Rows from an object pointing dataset
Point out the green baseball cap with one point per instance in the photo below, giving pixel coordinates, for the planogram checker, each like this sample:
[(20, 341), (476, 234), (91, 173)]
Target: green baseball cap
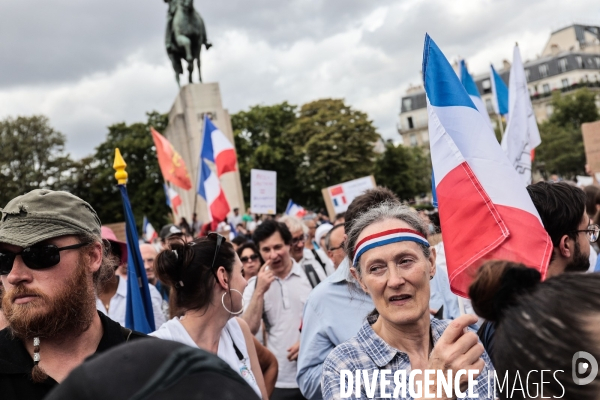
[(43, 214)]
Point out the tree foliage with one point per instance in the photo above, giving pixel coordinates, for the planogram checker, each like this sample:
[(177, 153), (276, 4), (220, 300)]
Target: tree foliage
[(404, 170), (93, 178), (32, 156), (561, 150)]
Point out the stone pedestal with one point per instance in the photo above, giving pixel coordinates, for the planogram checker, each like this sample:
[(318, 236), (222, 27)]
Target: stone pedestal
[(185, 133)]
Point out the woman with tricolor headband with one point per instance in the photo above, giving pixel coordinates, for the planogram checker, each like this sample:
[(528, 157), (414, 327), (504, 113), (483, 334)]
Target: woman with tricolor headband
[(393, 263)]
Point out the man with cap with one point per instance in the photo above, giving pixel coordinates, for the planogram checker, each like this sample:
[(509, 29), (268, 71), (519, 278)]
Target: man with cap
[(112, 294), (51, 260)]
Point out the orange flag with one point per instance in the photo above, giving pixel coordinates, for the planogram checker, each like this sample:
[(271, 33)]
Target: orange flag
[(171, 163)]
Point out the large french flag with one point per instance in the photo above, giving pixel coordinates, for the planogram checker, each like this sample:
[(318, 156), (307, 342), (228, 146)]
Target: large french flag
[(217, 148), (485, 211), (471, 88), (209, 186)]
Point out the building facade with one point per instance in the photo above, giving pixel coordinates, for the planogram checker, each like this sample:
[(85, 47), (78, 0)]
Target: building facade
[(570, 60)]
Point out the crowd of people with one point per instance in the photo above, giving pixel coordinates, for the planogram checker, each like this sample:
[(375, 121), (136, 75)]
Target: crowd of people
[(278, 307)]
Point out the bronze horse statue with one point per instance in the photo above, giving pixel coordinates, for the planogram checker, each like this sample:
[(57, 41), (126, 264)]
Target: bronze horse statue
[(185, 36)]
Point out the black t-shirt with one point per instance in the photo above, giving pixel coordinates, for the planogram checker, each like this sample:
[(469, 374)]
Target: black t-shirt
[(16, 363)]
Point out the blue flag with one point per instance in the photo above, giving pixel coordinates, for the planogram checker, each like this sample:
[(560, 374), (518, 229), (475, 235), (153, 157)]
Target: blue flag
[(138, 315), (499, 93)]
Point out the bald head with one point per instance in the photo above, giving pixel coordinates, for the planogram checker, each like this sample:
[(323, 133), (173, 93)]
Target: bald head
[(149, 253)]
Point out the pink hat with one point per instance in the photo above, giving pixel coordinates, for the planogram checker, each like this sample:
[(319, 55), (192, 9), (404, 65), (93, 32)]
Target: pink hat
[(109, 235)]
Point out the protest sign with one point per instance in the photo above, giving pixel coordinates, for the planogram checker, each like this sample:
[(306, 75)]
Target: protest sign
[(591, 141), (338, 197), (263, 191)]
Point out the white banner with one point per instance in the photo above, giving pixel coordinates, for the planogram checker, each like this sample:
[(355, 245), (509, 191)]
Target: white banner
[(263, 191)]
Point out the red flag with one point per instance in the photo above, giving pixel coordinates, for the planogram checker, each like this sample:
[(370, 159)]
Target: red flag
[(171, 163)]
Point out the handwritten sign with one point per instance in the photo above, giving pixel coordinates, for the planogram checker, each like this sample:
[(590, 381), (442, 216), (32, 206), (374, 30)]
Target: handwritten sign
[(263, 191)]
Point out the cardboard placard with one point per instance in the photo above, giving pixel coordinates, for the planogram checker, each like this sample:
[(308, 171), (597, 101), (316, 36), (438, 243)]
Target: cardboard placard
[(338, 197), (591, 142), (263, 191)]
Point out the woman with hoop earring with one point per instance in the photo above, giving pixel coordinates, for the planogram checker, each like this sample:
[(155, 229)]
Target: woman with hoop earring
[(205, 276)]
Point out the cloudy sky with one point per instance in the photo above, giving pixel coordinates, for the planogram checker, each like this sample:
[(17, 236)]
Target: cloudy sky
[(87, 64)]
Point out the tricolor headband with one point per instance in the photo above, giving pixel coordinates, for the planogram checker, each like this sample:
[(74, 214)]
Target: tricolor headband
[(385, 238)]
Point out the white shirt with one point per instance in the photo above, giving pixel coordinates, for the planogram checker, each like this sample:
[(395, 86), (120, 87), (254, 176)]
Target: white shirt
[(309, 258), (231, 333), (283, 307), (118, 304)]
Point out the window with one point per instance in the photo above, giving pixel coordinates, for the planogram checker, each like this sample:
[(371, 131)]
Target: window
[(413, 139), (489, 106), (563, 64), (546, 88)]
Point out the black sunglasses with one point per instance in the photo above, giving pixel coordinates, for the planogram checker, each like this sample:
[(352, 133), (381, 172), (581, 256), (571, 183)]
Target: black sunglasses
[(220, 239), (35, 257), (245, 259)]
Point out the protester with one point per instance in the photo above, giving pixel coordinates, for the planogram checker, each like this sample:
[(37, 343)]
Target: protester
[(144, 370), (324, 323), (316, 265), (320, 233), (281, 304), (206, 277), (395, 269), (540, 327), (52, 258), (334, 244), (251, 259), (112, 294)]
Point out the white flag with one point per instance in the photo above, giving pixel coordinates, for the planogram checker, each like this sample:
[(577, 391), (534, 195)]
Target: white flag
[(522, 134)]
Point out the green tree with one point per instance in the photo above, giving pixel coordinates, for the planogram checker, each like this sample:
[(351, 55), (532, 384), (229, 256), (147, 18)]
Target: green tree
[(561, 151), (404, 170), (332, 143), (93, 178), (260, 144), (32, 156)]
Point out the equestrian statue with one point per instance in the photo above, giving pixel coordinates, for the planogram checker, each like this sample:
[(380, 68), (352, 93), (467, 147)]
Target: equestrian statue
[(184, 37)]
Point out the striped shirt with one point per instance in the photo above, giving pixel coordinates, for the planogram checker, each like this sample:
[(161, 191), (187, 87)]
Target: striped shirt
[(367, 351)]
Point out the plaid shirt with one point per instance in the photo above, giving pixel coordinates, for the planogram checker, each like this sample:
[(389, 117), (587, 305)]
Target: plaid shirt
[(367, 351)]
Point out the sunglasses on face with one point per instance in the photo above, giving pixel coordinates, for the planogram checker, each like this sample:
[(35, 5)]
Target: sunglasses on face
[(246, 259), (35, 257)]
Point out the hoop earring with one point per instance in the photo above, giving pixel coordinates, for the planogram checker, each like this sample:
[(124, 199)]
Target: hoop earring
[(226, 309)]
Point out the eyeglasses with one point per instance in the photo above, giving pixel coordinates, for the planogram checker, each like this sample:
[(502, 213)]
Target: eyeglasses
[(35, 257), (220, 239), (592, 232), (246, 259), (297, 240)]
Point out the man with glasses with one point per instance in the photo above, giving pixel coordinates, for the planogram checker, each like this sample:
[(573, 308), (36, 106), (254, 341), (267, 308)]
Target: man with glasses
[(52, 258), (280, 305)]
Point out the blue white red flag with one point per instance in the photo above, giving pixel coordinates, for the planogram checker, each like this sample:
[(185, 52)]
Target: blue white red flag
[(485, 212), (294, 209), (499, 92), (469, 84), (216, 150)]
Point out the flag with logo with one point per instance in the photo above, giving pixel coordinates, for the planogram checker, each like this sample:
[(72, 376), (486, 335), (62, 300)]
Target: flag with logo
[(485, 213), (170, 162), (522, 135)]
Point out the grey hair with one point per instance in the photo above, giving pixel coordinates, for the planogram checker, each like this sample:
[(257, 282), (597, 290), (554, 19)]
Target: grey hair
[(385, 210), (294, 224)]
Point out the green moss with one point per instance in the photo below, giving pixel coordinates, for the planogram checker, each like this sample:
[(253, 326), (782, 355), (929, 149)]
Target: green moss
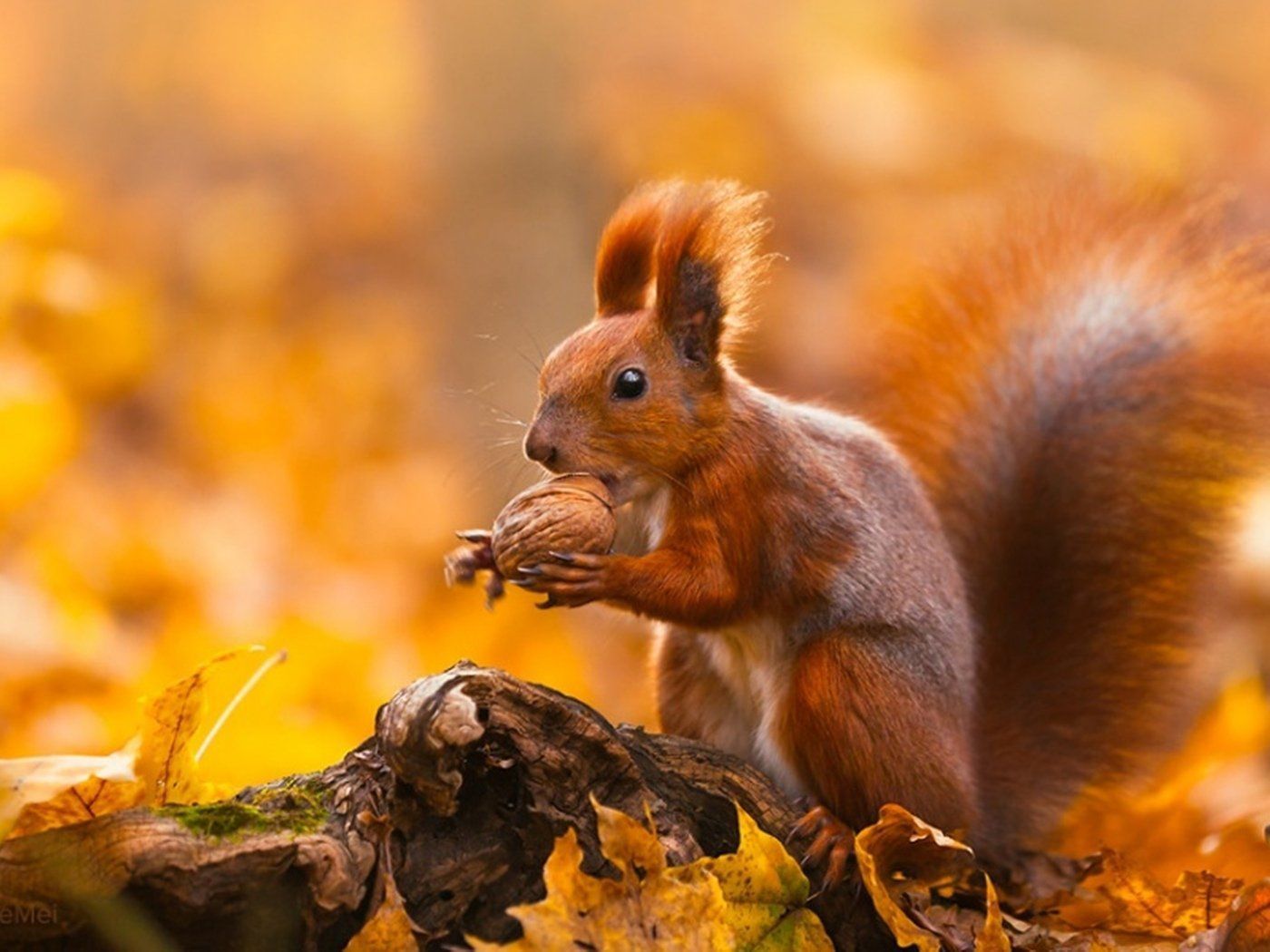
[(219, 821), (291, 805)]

_Stated task_
Rewrite all of the records above, changing "planogram checker" to "shelf audit tool" and leaving everything else the same. Omit the pictures from your answer.

_Response to this task_
Point out the green baseball cap with one point per instance in the photo below, giving pixel coordinates, for the shelf audit tool, each like this sample:
[(20, 341), (476, 234), (91, 173)]
Target: green baseball cap
[(43, 214)]
Point out the tree foliage with one point per instance in the photo above, giving pixel coordinates, for the shelf audit tool, each like this sample:
[(177, 153), (276, 4), (220, 300)]
Target: tree foliage
[(404, 170), (93, 178), (32, 156), (561, 150)]
Point out the stone pedestal with one point per instance in the photo above, giving pixel coordinates, for the shelf audit tool, each like this sample:
[(318, 236), (222, 27)]
Target: stone pedestal
[(185, 133)]
Point out the woman with tricolor headband with one point per instance in the photo above, giving pixel coordinates, for the shelf audit tool, each like this sample:
[(528, 157), (414, 327), (504, 113), (483, 334)]
Target: woman with tricolor headband
[(393, 263)]
Point out the man with cap with one point per instance in the photo above, giving pixel coordinates, for the shelf audit tool, each like this sample:
[(509, 29), (268, 71), (519, 278)]
Target: man with cap
[(112, 294), (51, 260)]
Point out the orange flag with one point per instance in the photo above, giving pixel coordinates, for the shelf audit tool, each like this sample:
[(271, 33)]
Target: orange flag
[(171, 163)]
Point out the large french flag with one point per instance in the photo above, giving pixel coordinates, for the shelf audit tool, each like this sample:
[(318, 156), (307, 342), (228, 146)]
Target: large french flag
[(217, 148), (485, 211), (471, 88), (209, 186)]
Point out the building facade with one point per instance in the photo above, giving pixel coordinates, for the shelf audit tool, each like this sample:
[(85, 47), (78, 0)]
Target: building facade
[(570, 60)]
Point out the crowd of people with one point per instance in the photo above, giving pixel coordinates, for the shelf audit tool, each like this sample:
[(375, 121), (136, 75)]
Target: crowd of people
[(278, 307)]
Point out the bronze horse statue with one point per instance in the photo above, giving pixel coordinates, for the shelf audit tool, each like this sample:
[(57, 41), (126, 264)]
Target: bronze horse statue
[(185, 36)]
Point out the black t-shirt with one point per instance in the photo above, giving pixel coordinates, for the shelf audit tool, each like this sample:
[(469, 374)]
Target: black t-shirt
[(16, 363)]
Point out the blue flag with one point per instance in the photo above, giving pixel coordinates, for the shelf audit tool, each like this sample:
[(560, 374), (518, 229), (475, 235), (153, 157)]
Target: blue flag
[(138, 315), (499, 93)]
Point out the bald head with one point per instance in the photo above, giving pixel coordinates, for the shelf audit tool, each like this sample:
[(323, 133), (173, 93)]
Target: bald head
[(149, 253)]
Point out the pink hat with one point per instance in the photo above, giving pixel coordinates, for the shelf audit tool, each like this sample:
[(319, 55), (192, 9), (404, 65), (93, 32)]
Target: pink hat
[(109, 235)]
Point out the protest sign with one point per instance in the photo above, giving pixel coordinates, for the shelf audit tool, each like this sample:
[(306, 75)]
Target: protest sign
[(591, 141), (338, 197), (263, 191)]
Point out the white banner with one point per instance in the photo above, giving pixel coordinates, for the shelf audit tool, each like this sample:
[(355, 245), (509, 191)]
Target: white banner
[(263, 191)]
Point out the red flag with one point per instance in the photo above, giving pixel coordinates, for the shelf audit tool, each like this sample:
[(370, 159)]
Target: red flag
[(171, 163)]
Point out the handwritten sign with one point per instance in the photo above, giving pixel coordinates, for the shelf audit tool, each like this sample:
[(590, 381), (442, 216), (32, 206), (374, 30)]
Target: handwritten sign
[(263, 191)]
Point out the cardboard placard with one point per instance in the photo above, giving pixel coordinates, for the shelf audit tool, each like this sample:
[(308, 171), (597, 101), (316, 36), (438, 243)]
Target: cardboard placard
[(338, 197), (591, 142), (263, 191)]
Point out the woman with hoop earring with one point per instance in the photo above, giving pixel coordinates, for the shelf audit tool, each like this sample:
[(155, 229)]
Target: woman with hoop earring
[(205, 276)]
Point out the cloudy sky with one point per instance in the photo above, giving pixel coordinates, for the shelf audit tool, each like this sample:
[(17, 236)]
Target: cloudy sky
[(87, 64)]
Point out the tricolor headband with one point per instance in the photo above, giving pixel coordinates, for the shelf audit tool, each like this sample:
[(74, 214)]
Target: tricolor headband
[(385, 238)]
Point out the white shirt with one point per instance in the photo above, giving pixel coordinates, for the shelf audit tool, each like this sample:
[(395, 86), (120, 87), (254, 176)]
Target: white shirt
[(309, 258), (231, 333), (283, 307), (118, 304)]
Point out the window with one point per instance in the photo above, giving pixel coordinates, for the shelf audit tool, each like this sample:
[(371, 131)]
Target: window
[(413, 139), (489, 106), (563, 64), (546, 88)]
Point out the black sunglasses with one point per instance in the photo above, giving pixel coordinates, for the shelf audit tool, each like this sample:
[(352, 133), (381, 172), (581, 256), (571, 183)]
Target: black sunglasses
[(220, 239), (35, 257), (245, 259)]
Point out the protester with one point per instance in the photo above, giving pixel coordinates, for the shelf audit tool, each like this sample:
[(37, 343)]
Target: protester
[(144, 370), (324, 323), (316, 265), (320, 233), (281, 304), (206, 277), (395, 269), (540, 327), (52, 258), (334, 244), (251, 259), (112, 294)]
Point out the white flag with one point per instance in the photo above, giving pixel coordinates, for the shelf audit tool, each like this sample:
[(577, 391), (534, 195)]
Target: white flag
[(522, 134)]
Point out the green tree with one point per instance in the photo above, giving pixel coordinates, for the shelf audit tool, each like this sample:
[(351, 55), (532, 384), (229, 256), (147, 18)]
Target: green tree
[(561, 151), (404, 170), (332, 143), (93, 178), (260, 144), (32, 156)]
Point out the equestrian statue with one point per instance in the photo above, giving pixel coordinates, for the shelf audit tool, each like this sample:
[(380, 68), (352, 93), (467, 147)]
Target: equestrian statue
[(184, 37)]
Point out the striped shirt with one point per instance in the photo above, giving pixel coordinates, for the shelf audit tool, each like this sample:
[(161, 191), (187, 87)]
Target: striped shirt
[(367, 351)]
Point out the plaid shirt with one point per instance in the photo above, giving pixel coordinates, for the shelf audit tool, each like this sample:
[(389, 117), (587, 305)]
Target: plaid shirt
[(367, 351)]
Point out the sunglasses on face with one point per instance in the photo above, giving pixel coordinates, for the shelf audit tool, each like this sample:
[(35, 5)]
Target: sunglasses on face
[(246, 259), (35, 257)]
Point out the hoop earring with one point per instance in the photo above, giving pixel coordinates, for the shelf audit tool, each like this sample:
[(124, 199)]
Target: hoop earring
[(226, 309)]
Point out the eyeglasses with one point per instance in the photo above, giving pixel coordinates, for the shelf audit tool, each like this sample:
[(502, 213)]
Target: eyeglasses
[(35, 257), (220, 239), (592, 232), (246, 259), (297, 240)]
Point out the man with glasses with one point per instance in the photo above, giving pixel coordinates, for the shelf audit tool, each like this sample:
[(573, 308), (36, 106), (254, 341), (267, 308)]
Target: man with glasses
[(52, 258), (280, 305)]
Point out the blue white red flag with one point per instance in the photo above, giving pixel coordinates, for the shelf audit tool, each like this sample:
[(185, 52)]
Target: blue white red flag
[(485, 212), (294, 209), (499, 92), (469, 84), (216, 150)]
Point out the flag with logo with one point per instance in the photo above, giving pixel coordinates, for the shelf audit tool, each like this sample:
[(72, 376), (486, 335), (62, 300)]
Target: flag with logo
[(485, 213), (170, 162), (522, 135)]
Point out the grey hair with one point per instance in the photo above, giving pixel coordinates, for the shelf audit tool, each like this sample:
[(257, 282), (597, 290), (554, 19)]
Target: grey hair
[(385, 210), (294, 224)]
Point out the green moss with one point per instance in the photo below, giving pixel coordinates, for the shelf audit tool, each like this sample:
[(253, 326), (782, 355), (929, 149)]
Target: green moss
[(219, 821), (291, 805)]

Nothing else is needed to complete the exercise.